[Stored items from a collection]
== Segment start ==

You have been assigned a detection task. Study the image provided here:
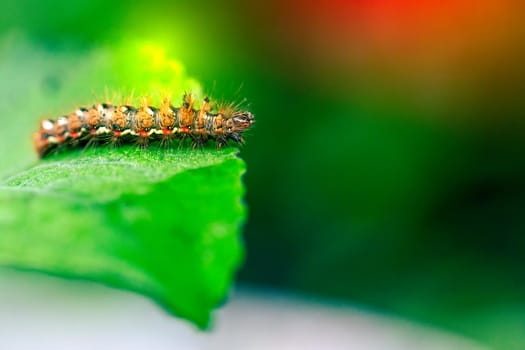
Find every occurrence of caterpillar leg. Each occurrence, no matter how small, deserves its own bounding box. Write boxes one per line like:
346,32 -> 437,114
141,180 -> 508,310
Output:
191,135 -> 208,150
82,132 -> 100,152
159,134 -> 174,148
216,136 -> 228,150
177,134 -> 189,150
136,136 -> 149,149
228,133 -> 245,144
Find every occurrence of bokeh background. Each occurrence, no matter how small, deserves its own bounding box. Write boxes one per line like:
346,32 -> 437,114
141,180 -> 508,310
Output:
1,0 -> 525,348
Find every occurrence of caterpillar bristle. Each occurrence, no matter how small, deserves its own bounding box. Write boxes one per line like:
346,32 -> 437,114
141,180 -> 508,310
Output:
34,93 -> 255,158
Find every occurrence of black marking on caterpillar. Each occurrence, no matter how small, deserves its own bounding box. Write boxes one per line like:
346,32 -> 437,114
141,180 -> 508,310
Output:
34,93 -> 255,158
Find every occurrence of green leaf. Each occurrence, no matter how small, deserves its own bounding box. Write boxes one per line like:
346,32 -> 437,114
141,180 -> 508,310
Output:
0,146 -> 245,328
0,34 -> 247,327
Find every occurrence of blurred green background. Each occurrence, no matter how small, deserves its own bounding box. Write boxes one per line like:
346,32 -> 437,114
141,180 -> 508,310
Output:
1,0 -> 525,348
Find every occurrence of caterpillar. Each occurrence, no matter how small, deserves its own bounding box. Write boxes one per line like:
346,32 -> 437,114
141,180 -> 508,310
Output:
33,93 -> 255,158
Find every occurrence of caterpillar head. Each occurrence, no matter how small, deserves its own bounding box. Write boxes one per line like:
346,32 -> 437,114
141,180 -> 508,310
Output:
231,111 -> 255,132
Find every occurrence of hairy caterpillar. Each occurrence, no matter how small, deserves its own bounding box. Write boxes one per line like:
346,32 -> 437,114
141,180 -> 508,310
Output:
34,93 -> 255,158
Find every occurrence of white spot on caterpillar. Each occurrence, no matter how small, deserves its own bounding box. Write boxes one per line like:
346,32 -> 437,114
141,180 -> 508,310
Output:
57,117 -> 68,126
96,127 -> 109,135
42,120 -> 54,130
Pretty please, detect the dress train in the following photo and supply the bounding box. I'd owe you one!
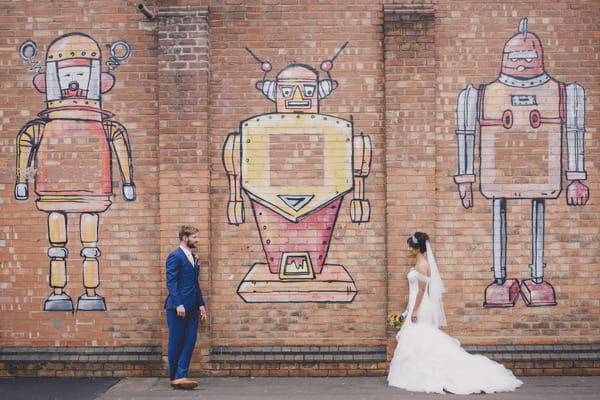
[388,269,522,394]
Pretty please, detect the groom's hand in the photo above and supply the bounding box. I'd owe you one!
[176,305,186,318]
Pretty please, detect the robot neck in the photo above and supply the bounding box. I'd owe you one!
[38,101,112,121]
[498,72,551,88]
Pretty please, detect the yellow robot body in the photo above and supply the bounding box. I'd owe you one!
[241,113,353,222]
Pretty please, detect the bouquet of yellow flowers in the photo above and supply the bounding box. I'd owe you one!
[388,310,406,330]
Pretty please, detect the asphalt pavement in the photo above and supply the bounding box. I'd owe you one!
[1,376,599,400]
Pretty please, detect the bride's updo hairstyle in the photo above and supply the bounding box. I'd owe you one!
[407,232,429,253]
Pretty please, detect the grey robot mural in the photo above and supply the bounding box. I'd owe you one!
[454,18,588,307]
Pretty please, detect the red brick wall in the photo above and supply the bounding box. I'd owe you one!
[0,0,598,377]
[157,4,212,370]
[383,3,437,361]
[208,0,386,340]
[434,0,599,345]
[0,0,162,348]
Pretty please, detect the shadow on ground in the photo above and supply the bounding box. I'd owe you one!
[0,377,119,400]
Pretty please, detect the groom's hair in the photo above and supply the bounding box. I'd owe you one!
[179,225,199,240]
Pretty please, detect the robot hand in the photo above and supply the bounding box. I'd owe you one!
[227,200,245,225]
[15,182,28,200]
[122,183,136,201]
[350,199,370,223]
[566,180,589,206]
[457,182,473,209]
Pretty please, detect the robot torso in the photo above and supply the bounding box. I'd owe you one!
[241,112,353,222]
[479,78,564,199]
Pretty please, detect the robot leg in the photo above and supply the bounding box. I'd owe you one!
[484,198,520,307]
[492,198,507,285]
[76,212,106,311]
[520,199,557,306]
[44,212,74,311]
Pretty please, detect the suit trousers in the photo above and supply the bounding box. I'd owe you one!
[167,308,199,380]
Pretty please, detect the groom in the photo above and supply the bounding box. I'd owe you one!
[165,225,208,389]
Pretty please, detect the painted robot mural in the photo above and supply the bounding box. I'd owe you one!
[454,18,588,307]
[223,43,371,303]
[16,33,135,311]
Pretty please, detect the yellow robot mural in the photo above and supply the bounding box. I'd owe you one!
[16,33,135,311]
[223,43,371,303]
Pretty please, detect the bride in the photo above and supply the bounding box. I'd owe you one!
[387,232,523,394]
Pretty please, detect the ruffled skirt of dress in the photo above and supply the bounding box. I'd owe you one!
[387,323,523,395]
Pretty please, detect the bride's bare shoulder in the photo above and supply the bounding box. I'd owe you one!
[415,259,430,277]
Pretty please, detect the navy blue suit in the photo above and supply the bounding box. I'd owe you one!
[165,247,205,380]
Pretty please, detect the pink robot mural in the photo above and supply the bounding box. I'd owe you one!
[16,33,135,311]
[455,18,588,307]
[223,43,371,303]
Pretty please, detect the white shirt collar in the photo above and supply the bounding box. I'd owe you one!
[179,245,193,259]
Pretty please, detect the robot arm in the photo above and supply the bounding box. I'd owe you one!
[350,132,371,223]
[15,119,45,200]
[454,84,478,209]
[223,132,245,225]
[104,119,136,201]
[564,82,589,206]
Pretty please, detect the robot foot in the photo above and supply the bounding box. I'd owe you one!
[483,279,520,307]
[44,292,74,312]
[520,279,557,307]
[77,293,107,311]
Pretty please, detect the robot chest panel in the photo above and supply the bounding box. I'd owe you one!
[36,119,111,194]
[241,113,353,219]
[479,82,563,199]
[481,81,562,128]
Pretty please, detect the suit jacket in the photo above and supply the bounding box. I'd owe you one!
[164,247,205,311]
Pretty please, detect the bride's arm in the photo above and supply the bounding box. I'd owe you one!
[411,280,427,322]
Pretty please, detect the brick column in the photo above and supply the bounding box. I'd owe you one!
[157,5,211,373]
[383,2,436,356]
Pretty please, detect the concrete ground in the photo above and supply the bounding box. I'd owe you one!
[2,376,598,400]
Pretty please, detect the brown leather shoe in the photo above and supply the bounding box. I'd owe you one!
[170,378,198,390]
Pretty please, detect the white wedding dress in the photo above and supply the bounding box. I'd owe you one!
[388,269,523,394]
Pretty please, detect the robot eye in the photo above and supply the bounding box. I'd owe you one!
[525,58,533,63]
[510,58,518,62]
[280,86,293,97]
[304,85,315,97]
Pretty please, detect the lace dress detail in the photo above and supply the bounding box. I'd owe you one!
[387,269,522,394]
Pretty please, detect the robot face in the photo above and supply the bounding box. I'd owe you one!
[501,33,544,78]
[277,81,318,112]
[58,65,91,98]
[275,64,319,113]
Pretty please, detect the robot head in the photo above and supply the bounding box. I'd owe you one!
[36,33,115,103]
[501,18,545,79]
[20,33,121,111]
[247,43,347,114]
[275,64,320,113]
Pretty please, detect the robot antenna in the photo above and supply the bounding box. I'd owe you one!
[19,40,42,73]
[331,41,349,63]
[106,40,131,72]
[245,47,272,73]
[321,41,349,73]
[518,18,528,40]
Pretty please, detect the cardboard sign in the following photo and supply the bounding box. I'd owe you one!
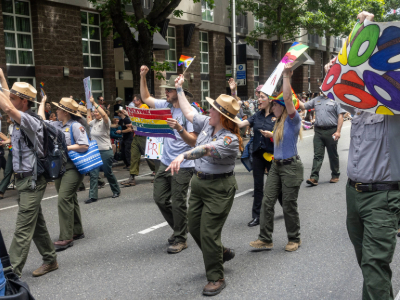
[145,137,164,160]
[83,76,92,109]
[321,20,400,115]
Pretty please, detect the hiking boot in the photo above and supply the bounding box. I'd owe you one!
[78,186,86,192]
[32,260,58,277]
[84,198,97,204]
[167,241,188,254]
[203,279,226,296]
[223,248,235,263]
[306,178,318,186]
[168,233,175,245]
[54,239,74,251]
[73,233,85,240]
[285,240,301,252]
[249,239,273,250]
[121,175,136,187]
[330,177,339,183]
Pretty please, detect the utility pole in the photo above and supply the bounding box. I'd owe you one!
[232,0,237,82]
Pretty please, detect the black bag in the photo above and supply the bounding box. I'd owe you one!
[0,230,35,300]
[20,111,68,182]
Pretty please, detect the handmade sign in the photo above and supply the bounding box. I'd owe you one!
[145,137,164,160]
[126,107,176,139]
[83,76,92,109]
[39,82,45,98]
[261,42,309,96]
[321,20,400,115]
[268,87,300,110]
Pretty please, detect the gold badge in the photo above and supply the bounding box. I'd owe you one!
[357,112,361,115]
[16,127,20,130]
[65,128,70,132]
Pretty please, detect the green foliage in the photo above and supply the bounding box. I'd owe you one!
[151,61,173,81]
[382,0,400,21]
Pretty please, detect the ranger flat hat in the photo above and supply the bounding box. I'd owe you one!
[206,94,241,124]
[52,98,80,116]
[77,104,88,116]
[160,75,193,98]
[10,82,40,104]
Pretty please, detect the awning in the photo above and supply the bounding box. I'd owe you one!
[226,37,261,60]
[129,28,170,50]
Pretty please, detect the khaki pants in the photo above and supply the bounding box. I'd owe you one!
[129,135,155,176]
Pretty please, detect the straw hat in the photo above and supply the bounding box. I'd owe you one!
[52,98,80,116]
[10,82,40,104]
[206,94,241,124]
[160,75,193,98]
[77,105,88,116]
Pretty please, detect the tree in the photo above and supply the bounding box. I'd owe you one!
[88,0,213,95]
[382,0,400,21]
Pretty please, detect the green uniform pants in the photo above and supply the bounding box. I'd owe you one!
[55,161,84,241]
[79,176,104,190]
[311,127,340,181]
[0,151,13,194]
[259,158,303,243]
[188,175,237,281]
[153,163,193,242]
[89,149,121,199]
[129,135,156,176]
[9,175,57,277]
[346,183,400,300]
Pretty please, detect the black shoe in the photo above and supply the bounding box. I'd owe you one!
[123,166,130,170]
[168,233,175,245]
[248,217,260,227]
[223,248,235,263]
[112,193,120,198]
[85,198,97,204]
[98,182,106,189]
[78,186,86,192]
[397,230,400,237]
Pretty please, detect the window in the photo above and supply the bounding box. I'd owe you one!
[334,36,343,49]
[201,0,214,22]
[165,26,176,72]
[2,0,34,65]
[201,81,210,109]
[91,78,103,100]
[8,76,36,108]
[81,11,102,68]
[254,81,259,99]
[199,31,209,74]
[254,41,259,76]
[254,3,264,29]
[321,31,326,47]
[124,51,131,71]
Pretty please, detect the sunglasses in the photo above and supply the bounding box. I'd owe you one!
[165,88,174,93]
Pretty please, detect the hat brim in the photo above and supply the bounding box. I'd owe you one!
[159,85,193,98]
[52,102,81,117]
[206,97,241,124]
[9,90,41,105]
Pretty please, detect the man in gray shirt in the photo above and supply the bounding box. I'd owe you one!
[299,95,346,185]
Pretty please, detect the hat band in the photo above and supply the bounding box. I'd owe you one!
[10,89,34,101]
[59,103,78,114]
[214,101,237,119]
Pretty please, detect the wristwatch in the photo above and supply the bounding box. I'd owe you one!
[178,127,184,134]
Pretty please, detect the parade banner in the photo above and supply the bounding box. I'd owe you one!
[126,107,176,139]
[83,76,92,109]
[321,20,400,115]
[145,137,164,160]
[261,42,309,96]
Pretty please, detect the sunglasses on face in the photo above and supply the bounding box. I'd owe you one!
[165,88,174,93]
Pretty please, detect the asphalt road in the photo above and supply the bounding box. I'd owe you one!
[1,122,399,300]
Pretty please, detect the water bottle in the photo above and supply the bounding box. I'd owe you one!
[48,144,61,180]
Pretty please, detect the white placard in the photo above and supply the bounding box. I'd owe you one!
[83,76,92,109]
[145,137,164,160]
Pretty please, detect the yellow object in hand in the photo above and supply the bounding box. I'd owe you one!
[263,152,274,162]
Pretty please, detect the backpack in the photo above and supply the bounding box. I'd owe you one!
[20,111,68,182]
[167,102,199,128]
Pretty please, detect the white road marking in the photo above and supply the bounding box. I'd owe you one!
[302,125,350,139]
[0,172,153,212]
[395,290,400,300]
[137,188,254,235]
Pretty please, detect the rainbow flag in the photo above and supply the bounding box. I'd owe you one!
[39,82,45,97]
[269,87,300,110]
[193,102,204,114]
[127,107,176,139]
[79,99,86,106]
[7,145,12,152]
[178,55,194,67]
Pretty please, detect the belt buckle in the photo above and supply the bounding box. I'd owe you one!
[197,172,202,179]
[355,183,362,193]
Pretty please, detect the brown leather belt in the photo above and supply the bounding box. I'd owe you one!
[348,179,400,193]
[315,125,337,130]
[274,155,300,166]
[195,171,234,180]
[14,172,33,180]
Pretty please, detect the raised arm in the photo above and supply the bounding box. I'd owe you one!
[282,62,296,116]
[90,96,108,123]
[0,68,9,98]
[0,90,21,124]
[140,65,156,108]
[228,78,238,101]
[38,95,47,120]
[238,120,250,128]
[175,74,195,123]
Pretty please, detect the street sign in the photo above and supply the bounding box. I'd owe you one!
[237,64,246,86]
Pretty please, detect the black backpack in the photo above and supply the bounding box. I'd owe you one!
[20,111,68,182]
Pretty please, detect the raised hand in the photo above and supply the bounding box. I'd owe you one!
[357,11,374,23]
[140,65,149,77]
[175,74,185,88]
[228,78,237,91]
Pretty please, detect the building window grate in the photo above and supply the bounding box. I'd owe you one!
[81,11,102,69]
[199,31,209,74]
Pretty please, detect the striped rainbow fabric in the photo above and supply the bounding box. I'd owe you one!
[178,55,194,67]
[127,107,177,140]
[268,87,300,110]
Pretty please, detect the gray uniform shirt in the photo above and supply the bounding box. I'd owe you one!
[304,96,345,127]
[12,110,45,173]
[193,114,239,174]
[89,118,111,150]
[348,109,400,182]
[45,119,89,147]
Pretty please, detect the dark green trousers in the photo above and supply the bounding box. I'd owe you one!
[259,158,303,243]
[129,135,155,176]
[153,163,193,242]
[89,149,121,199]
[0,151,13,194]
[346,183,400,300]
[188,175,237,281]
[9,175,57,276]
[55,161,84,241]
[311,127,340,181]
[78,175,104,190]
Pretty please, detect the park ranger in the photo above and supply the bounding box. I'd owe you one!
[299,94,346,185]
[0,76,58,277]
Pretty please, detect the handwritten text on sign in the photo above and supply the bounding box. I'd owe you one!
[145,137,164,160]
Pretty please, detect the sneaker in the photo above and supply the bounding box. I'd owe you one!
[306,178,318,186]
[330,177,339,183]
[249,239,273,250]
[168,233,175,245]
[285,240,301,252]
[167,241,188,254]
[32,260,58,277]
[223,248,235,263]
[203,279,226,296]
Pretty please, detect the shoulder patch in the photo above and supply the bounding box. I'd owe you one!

== Segment end ==

For the word "background", find every line in the data that holds it and copy that line.

Completed exercise –
Find every occurrence of bokeh background. Each occurrence, no matter how small, deserves its own bounding box. Write boxes one per line like:
Find every occurrence of blurred green background. Each occurrence, no matter how small, deserves its own bounding box. Write boxes one per line like:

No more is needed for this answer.